- _Point-per-instance localization data_
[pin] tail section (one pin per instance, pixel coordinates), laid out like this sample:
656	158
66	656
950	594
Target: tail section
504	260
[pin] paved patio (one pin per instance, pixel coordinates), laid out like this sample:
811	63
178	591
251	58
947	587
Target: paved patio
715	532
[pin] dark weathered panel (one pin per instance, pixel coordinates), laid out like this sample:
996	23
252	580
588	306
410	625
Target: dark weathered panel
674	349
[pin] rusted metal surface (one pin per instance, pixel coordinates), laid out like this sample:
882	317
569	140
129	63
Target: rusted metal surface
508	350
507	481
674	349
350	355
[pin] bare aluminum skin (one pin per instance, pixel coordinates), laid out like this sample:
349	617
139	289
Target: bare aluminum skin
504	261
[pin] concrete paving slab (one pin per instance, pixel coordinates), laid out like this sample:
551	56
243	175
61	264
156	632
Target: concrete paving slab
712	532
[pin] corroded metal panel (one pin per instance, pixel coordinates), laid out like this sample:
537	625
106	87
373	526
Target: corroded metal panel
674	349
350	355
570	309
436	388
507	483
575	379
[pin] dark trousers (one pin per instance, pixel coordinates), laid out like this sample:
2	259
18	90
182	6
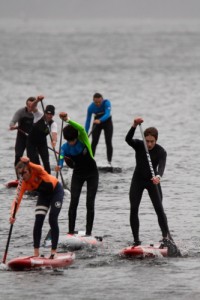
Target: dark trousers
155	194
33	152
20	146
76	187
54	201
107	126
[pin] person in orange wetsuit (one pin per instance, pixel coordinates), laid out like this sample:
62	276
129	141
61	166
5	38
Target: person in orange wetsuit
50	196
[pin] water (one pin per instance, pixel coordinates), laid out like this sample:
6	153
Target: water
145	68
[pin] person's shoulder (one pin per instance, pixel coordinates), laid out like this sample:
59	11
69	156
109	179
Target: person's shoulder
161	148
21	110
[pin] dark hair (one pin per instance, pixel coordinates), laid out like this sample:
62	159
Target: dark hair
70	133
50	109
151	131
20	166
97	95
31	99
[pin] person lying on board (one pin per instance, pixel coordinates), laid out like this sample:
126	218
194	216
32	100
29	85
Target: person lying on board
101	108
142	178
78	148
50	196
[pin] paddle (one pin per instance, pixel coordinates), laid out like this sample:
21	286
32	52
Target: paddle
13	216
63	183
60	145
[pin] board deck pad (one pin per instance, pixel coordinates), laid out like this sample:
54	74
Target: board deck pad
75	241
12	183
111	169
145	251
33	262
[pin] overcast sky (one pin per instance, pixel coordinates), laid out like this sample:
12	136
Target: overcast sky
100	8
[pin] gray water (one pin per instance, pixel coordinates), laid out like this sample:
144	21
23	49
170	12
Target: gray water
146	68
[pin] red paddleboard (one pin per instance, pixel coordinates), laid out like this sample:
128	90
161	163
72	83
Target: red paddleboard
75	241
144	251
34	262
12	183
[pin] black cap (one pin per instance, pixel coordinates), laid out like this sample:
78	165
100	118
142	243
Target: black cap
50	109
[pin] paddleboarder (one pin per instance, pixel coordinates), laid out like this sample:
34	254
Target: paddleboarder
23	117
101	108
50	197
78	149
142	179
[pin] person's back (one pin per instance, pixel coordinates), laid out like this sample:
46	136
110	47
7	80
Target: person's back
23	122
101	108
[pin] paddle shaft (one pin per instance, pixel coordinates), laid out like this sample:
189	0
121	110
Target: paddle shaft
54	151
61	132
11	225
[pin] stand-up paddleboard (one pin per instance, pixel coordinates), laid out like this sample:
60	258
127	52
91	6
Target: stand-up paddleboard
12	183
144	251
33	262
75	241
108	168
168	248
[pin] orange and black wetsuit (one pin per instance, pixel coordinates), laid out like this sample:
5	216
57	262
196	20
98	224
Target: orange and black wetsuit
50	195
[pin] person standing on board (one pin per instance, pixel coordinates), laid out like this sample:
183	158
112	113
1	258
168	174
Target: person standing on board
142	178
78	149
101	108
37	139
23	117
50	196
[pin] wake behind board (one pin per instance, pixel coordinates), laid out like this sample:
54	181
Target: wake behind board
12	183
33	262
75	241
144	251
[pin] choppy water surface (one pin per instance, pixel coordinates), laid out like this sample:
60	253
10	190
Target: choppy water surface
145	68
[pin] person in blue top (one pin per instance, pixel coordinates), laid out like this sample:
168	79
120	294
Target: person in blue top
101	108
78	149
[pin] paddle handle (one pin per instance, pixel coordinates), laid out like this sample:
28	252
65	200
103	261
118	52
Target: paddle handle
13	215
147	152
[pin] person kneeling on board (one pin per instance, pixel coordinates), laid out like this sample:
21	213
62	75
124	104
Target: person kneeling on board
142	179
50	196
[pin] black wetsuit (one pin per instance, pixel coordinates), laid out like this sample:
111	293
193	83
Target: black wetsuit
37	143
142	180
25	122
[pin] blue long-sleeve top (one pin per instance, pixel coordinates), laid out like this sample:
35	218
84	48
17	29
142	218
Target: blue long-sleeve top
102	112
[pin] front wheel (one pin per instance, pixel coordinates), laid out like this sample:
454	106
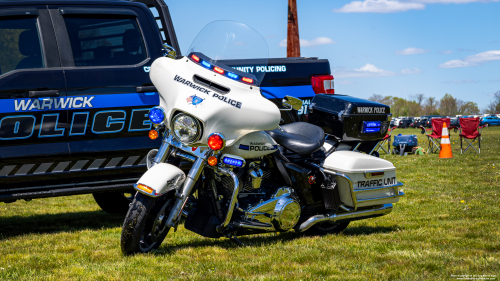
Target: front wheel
...
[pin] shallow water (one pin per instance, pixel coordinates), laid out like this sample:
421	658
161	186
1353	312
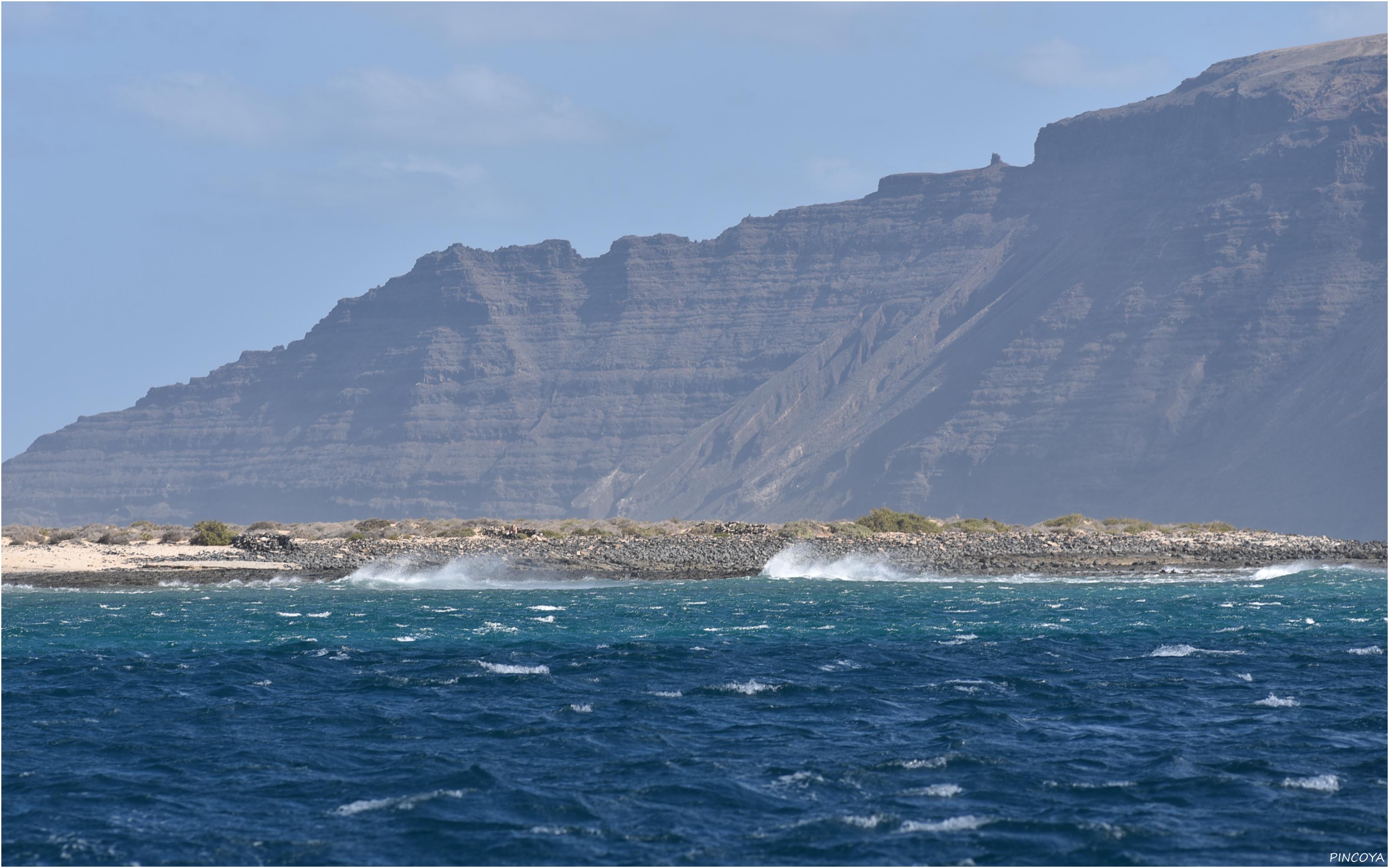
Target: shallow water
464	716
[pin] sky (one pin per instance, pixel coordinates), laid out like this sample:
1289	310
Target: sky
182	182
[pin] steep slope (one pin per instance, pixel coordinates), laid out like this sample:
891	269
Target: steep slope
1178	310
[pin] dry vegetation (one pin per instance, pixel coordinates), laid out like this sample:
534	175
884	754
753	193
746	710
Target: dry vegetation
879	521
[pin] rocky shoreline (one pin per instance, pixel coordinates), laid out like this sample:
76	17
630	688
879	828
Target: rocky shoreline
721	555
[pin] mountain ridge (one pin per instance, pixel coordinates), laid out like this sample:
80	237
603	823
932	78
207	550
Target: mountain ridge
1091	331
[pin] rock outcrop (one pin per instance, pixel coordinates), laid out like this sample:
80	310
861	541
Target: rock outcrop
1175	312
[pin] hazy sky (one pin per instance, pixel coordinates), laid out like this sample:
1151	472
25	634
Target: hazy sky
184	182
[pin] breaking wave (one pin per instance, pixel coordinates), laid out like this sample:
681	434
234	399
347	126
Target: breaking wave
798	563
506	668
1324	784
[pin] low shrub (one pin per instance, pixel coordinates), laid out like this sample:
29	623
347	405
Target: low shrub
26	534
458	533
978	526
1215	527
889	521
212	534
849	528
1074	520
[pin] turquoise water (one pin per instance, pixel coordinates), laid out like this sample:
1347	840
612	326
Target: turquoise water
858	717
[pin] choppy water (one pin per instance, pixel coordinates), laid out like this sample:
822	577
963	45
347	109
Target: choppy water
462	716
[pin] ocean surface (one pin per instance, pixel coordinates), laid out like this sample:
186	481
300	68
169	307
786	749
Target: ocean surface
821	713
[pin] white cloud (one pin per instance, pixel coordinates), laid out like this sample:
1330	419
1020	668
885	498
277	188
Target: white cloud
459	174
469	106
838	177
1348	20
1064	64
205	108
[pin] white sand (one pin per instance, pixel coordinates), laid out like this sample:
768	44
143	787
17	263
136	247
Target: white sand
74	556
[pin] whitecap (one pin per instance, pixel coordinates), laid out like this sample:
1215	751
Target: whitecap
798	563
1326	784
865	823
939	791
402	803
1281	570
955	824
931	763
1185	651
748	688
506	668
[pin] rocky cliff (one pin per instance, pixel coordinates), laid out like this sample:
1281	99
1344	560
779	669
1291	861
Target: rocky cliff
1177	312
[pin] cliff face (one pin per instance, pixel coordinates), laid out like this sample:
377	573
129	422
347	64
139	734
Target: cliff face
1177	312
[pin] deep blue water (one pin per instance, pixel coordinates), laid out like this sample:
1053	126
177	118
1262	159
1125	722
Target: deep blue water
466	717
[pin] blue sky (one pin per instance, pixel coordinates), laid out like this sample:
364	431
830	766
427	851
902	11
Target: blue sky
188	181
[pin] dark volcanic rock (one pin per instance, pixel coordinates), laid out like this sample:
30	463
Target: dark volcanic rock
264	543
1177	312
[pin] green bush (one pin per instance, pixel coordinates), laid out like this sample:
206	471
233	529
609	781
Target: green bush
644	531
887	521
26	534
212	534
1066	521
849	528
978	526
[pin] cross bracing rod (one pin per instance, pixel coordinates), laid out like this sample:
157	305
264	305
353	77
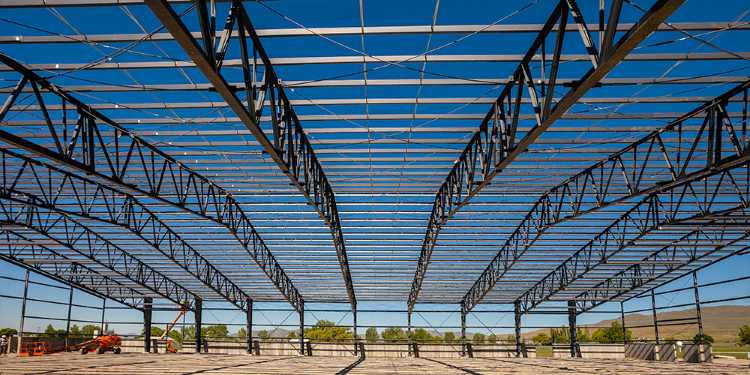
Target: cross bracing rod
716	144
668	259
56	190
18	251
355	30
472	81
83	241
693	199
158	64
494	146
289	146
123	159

- _DESCRIPTION OF THE TASK_
Using only the data above, copy out the lines that include the word "front".

- _SOLVED EXERCISE_
[pin] front wheel (one pin per instance, pixel coordinates), laid out like this sample:
Target: front wheel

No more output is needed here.